Start RECORDS SUPPLIED

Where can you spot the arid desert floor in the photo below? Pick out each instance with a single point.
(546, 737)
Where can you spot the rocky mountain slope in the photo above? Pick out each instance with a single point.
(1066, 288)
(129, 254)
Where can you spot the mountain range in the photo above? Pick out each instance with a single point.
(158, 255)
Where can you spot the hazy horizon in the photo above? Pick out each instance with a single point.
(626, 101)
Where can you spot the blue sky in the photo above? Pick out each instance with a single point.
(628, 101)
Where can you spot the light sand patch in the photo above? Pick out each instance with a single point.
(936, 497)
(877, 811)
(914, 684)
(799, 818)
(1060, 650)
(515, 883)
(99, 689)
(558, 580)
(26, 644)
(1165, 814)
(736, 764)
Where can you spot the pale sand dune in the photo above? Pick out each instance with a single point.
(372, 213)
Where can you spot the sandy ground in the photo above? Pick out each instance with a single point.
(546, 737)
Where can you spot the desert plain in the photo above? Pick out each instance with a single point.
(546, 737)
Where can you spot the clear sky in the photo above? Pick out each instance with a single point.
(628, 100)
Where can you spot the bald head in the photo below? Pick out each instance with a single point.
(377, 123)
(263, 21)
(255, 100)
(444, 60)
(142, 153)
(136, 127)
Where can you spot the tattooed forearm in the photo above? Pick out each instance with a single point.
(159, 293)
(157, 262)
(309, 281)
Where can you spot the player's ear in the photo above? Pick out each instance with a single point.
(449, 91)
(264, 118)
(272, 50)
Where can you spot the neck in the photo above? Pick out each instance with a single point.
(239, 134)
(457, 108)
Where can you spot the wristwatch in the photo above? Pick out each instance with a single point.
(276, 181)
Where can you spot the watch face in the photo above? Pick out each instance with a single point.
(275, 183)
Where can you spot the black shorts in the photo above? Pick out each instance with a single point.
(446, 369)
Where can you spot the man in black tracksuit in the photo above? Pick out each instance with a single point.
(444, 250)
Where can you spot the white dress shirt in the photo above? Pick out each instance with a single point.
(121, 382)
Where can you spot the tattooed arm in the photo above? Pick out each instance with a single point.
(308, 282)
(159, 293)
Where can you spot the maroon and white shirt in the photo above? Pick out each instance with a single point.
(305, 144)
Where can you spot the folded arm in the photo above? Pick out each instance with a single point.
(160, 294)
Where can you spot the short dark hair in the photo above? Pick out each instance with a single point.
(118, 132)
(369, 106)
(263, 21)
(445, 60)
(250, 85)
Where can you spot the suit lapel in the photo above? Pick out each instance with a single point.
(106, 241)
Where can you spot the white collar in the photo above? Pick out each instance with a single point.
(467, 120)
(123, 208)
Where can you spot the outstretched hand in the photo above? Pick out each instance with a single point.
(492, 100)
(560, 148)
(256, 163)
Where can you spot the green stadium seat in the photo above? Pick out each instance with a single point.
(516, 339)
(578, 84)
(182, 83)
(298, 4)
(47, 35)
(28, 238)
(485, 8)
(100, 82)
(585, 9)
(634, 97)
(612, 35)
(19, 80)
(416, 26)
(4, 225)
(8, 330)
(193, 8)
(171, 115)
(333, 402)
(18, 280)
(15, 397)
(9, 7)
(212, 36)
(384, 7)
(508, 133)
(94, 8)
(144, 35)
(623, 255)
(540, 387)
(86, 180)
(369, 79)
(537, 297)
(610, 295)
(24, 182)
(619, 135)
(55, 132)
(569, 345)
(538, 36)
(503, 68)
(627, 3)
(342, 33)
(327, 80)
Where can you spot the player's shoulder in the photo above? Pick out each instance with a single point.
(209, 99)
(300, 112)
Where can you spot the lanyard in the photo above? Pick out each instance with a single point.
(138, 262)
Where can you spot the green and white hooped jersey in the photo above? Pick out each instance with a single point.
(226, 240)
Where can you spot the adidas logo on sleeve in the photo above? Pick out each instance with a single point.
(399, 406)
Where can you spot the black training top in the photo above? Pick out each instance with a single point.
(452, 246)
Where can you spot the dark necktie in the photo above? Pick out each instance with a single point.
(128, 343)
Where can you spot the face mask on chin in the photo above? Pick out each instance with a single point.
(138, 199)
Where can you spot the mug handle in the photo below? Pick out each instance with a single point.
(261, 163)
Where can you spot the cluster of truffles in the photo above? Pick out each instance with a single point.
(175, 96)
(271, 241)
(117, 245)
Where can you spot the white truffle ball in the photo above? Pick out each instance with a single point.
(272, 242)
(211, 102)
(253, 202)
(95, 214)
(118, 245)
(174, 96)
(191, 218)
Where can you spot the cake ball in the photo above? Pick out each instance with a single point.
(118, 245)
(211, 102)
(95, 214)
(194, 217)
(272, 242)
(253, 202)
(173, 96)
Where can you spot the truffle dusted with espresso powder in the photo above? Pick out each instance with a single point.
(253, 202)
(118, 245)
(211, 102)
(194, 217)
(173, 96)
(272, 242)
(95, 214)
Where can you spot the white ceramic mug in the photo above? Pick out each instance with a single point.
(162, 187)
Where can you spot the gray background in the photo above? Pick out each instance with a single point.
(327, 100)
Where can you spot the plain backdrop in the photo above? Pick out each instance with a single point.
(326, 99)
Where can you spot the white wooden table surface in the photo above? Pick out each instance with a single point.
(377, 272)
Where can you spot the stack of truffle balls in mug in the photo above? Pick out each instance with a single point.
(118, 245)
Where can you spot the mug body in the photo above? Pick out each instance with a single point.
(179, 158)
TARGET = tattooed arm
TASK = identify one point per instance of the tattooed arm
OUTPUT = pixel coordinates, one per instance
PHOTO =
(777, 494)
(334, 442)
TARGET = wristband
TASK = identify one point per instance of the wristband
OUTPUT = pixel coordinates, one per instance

End RECORDS SUPPLIED

▶ [WHAT NEEDS TO BE DONE]
Give the material above again, word for word.

▶ [CORRECT ANSWER]
Where can you spot the arid desert floor in the photo below? Pick out each instance with a single point.
(546, 737)
Where can you spot the rocky mountain slope in the photo above? Pick out each instance with a single point.
(1066, 288)
(129, 254)
Where can you spot the mountain range in the photo above? Pick out each instance with a single point.
(158, 255)
Where can you spot the hazy horizon in the photo above? Pick out each instance with a single point.
(626, 101)
Where can you spot the blue sky in the photo above? Pick out each instance with a single point.
(628, 101)
Where can you spot the light sand patch in the photo above? Pick out each instance with a single point.
(936, 497)
(877, 811)
(914, 684)
(799, 818)
(1060, 650)
(515, 883)
(99, 689)
(558, 580)
(26, 644)
(1165, 814)
(736, 764)
Where can you spot the pale sand dune in the photo above? Pick out each instance with a single point.
(372, 213)
Where can you spot the sandy ground in the photo above? Pick out each instance with a single point.
(546, 737)
Where can you spot the desert plain in the photo above? Pick out each instance with a single point.
(546, 737)
Where can you spot the clear sky in the photo above? Pick out each instance with a single point.
(628, 100)
Where can you spot the bald head in the photo below? Pick out each instance with a single point.
(377, 123)
(263, 21)
(255, 100)
(444, 60)
(142, 153)
(136, 127)
Where can you spot the tattooed forearm in the photo above? Pick out each instance with a single point.
(159, 293)
(157, 262)
(309, 281)
Where can you spot the player's ear in the photo above? Pick out each instance with a single point.
(449, 91)
(264, 118)
(272, 50)
Where can you spot the neck in the photo above? Pick out each instance with a single point.
(239, 134)
(457, 108)
Where can you spot the wristwatch in the photo above? Pick out each instance with a single point.
(276, 181)
Where can you spot the watch face in the photo above? Pick out each instance with a single point.
(275, 183)
Where can you spot the black shorts in the photo above? Pick out each instance with a single point.
(446, 369)
Where can you spot the man in black tracksuit in the photo above? Pick out each instance with a single point.
(444, 250)
Where can you spot the white dress shirt in the photo above? Pick out each instance with a single point.
(121, 382)
Where can you spot the tattooed arm in the photo above? Pick out each instance with a single point.
(308, 282)
(159, 293)
Where can you spot the maroon and white shirt in the photo above? Pick out each instance with a single point.
(305, 144)
Where can you spot the folded arm in the photo above? Pick out each instance with a single point.
(160, 294)
Where can you spot the short dark hair in the photo above? Pick out each instance with a single point.
(118, 132)
(369, 106)
(263, 21)
(445, 60)
(250, 85)
Where can you spot the suit lapel in the photo above? Pick out each instance with a single point.
(106, 241)
Where can you spot the white collar in the photo above? Pick out each instance with a single point.
(467, 120)
(123, 208)
Where can you spot the outstretched hand in the photo above? Pick out each instance with a single point.
(492, 100)
(560, 148)
(256, 163)
Where can you spot the green stadium seat in the photo above? Pick out each instance with a single point.
(516, 339)
(578, 84)
(182, 83)
(298, 4)
(47, 35)
(28, 238)
(485, 8)
(100, 82)
(585, 9)
(634, 97)
(612, 35)
(19, 80)
(416, 26)
(4, 225)
(8, 330)
(193, 8)
(171, 115)
(333, 402)
(18, 280)
(15, 397)
(9, 7)
(212, 36)
(384, 7)
(508, 133)
(94, 8)
(144, 35)
(623, 255)
(540, 387)
(86, 180)
(369, 79)
(537, 297)
(610, 295)
(24, 182)
(619, 135)
(55, 132)
(569, 345)
(538, 36)
(503, 68)
(627, 3)
(342, 33)
(327, 80)
Where can you spot the player's shoulder in the photo above? Pick out each instance with a single point.
(209, 99)
(300, 112)
Where can you spot the lanyard in the photo above? Pick out each instance with a single point.
(138, 262)
Where can you spot the green and white hooped jersey in the photo above? Pick out each instance with a single point.
(226, 240)
Where can you spot the adidas logo on sleeve in the photo above? Pick out each instance with a single point.
(399, 406)
Where can you spot the black training top in the photo above? Pick out each instance with a single point.
(452, 246)
Where can you spot the dark necktie in the photo above? Pick out each instance with a single point.
(128, 343)
Where can you spot the face mask on chin in the photo above? Pick out each instance with a single point.
(138, 199)
Where can you spot the mug handle in the photo below? Pick out each instance with a single point.
(261, 163)
Where can you spot the cluster of truffles in the photo above? Pick out each instance with a single point.
(175, 96)
(271, 241)
(117, 245)
Where can you spot the white truffle ball in the photo above? Pick out each instance with a single point.
(272, 242)
(211, 102)
(253, 202)
(95, 214)
(118, 245)
(174, 96)
(191, 218)
Where can you spot the cake ball in the photo above? Pick out each instance with a single point.
(118, 245)
(211, 102)
(95, 214)
(194, 217)
(272, 242)
(253, 202)
(173, 96)
Where can you spot the truffle dusted with espresso powder in the photo above? Pick out each instance with a single point.
(253, 202)
(118, 245)
(211, 102)
(194, 217)
(173, 96)
(272, 242)
(95, 214)
Where can you spot the white ceramic mug in the photo above? Pick out each instance with a single point.
(162, 187)
Where can you spot the gray background in the photo above? Pick out each instance with a single point.
(327, 100)
Where can you spot the plain backdrop in the photo above? Pick out each instance with a single point.
(326, 99)
Where can you spot the white wooden table surface in the photo above? Pick out each instance with a single point.
(377, 272)
Where can you spot the stack of truffle balls in mug in the photo above? Pick out each instance with a single point.
(118, 245)
Where can you spot the mug body in the photo above? Pick out each instance with a single point.
(179, 158)
TARGET = tattooed arm
TASK = identify one point per instance of the tattooed arm
OUTPUT = pixel coordinates, one per instance
PHOTO =
(777, 494)
(334, 442)
TARGET = wristband
TASK = identify one point per instance of the wristband
OUTPUT = pixel coordinates, one per instance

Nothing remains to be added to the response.